O QUE FAZER = Reproduza palavra por palavra, do início ao fim, o texto sobre Steve Bannon, o nacionalismo europeu e o eleitorado de Marine Le Pen.

TEXTO FORNECIDO =

Steve Bannon veio à Europa para explicar que um americano iria liderá-los, sem entender o quão indelicada era essa atitude em relação aos nacionalistas europeus. Mas, além disso, seu discurso foi o da aliança transatlântica das nações ocidentais contra a China, enquanto conversava com pessoas que sonhavam com uma aliança com a Rússia contra o Islã. Resumindo, Bannon é o cara que manda um aleijado comprar um par de sapatos para si e sai murmurando que o outro é um mal-agradecido...
Por que as pessoas que ingressam no mercado de trabalho com as qualificações mais baixas são mais suscetíveis ao populismo xenófobo do que as pessoas com diploma universitário? Do que elas têm medo?
Temos um continente que produz serviços e tem turismo, mas perdeu grande parte de suas indústrias. Inevitavelmente, as pessoas não qualificadas são as menos adequadas ao mercado de trabalho. Como resultado, o discurso contra os “aproveitadores de baixo” (imigrantes que seriam “assistidos”) e os “aproveitadores de cima” (um capitalismo transnacional muito teórico, a extrema direita europeia defendendo o capitalismo nacional) funciona melhor entre essa pessoas. Além disso, as classes média e alta estão mais convencidas do caráter positivo do capitalismo: quando Marine Le Pen quis defender um Estado estratégico intervindo muito na economia, com muitas medidas sociais, e deixando o euro e a União Europeia , ela pensou que isso lhe daria credibilidade, que aumentaria sua base eleitoral ter propostas econômicas e legais. Ao contrário, confinou-a às classes trabalhadoras. Ela se viu em 2012 e 2017 com um resultado eleitoral pior do que seu pai (Jean Marie Le Pen) em 1988 entre as profissões intelectuais (professores, jornalistas etc.).

DADOS EXTRAÍDOS =
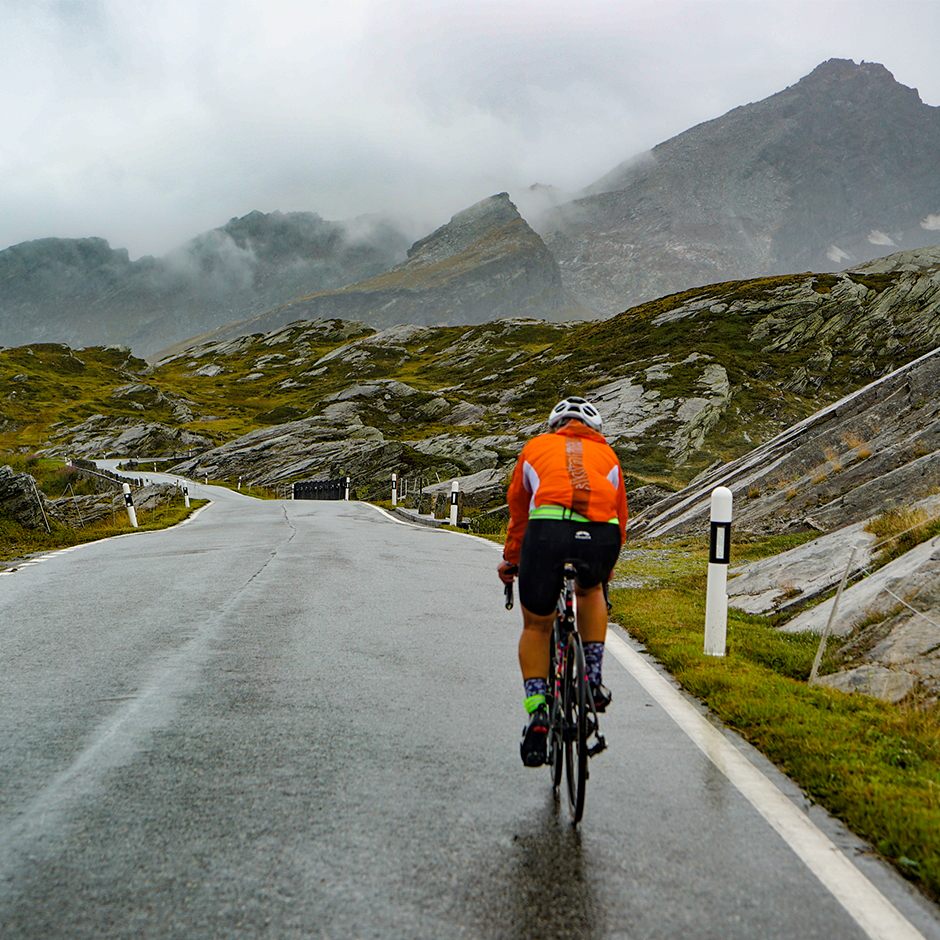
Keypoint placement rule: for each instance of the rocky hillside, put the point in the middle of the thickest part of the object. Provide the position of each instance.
(811, 396)
(836, 170)
(485, 264)
(682, 382)
(82, 292)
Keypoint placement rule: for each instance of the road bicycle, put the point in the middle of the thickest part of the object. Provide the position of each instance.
(572, 714)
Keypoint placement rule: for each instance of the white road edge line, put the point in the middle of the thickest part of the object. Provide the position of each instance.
(867, 906)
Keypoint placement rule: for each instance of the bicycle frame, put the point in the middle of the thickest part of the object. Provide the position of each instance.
(573, 714)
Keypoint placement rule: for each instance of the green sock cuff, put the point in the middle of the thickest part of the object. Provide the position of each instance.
(534, 702)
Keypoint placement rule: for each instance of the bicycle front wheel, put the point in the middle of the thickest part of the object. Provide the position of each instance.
(575, 733)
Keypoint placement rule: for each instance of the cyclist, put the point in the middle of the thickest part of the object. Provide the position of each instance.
(566, 502)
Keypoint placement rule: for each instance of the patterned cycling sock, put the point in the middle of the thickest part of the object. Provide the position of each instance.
(593, 660)
(535, 691)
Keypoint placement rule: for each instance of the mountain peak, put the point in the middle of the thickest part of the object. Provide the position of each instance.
(844, 80)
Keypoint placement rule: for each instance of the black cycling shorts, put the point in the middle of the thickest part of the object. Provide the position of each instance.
(549, 543)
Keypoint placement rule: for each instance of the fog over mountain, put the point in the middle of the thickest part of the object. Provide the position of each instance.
(833, 171)
(840, 168)
(83, 292)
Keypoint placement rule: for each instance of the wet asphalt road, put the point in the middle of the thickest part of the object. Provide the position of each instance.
(301, 719)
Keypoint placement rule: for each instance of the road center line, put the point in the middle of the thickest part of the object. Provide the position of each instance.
(867, 906)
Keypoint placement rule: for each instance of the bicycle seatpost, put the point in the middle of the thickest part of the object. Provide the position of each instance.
(507, 590)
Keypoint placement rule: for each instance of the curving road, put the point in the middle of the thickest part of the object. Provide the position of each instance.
(300, 719)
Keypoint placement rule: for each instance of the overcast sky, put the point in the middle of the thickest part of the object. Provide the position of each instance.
(147, 123)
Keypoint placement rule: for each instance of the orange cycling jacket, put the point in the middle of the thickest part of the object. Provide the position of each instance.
(573, 467)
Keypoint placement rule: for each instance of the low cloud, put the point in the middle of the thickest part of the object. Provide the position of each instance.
(880, 238)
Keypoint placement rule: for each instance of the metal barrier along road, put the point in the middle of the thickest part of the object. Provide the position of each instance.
(322, 489)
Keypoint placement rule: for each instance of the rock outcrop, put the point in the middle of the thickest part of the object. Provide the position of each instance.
(833, 171)
(20, 499)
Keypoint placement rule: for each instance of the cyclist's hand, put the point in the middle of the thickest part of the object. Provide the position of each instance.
(507, 572)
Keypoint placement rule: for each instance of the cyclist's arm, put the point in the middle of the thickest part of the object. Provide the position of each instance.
(518, 498)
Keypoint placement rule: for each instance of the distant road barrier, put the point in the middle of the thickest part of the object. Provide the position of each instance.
(322, 489)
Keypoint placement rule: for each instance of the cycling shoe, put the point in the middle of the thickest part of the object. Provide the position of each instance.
(534, 738)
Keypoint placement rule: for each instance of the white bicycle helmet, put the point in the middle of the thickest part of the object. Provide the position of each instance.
(579, 410)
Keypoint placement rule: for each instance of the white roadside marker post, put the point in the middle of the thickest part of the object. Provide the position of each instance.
(719, 554)
(129, 503)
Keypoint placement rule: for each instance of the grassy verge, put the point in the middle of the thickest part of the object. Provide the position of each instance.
(18, 542)
(873, 765)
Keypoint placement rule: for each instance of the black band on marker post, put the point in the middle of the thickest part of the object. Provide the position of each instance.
(719, 550)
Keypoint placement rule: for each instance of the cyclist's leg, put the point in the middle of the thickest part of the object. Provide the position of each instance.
(599, 555)
(537, 593)
(533, 644)
(592, 613)
(540, 578)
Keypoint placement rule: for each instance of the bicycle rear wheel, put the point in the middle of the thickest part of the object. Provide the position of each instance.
(574, 686)
(556, 721)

TAREFA CONCLUÍDA =
Steve Bannon veio à Europa para explicar que um americano iria liderá-los, sem entender o quão indelicada era essa atitude em relação aos nacionalistas europeus. Mas, além disso, seu discurso foi o da aliança transatlântica das nações ocidentais contra a China, enquanto conversava com pessoas que sonhavam com uma aliança com a Rússia contra o Islã. Resumindo, Bannon é o cara que manda um aleijado comprar um par de sapatos para si e sai murmurando que o outro é um mal-agradecido...
Por que as pessoas que ingressam no mercado de trabalho com as qualificações mais baixas são mais suscetíveis ao populismo xenófobo do que as pessoas com diploma universitário? Do que elas têm medo?
Temos um continente que produz serviços e tem turismo, mas perdeu grande parte de suas indústrias. Inevitavelmente, as pessoas não qualificadas são as menos adequadas ao mercado de trabalho. Como resultado, o discurso contra os “aproveitadores de baixo” (imigrantes que seriam “assistidos”) e os “aproveitadores de cima” (um capitalismo transnacional muito teórico, a extrema direita europeia defendendo o capitalismo nacional) funciona melhor entre essa pessoas. Além disso, as classes média e alta estão mais convencidas do caráter positivo do capitalismo: quando Marine Le Pen quis defender um Estado estratégico intervindo muito na economia, com muitas medidas sociais, e deixando o euro e a União Europeia , ela pensou que isso lhe daria credibilidade, que aumentaria sua base eleitoral ter propostas econômicas e legais. Ao contrário, confinou-a às classes trabalhadoras. Ela se viu em 2012 e 2017 com um resultado eleitoral pior do que seu pai (Jean Marie Le Pen) em 1988 entre as profissões intelectuais (professores, jornalistas etc.).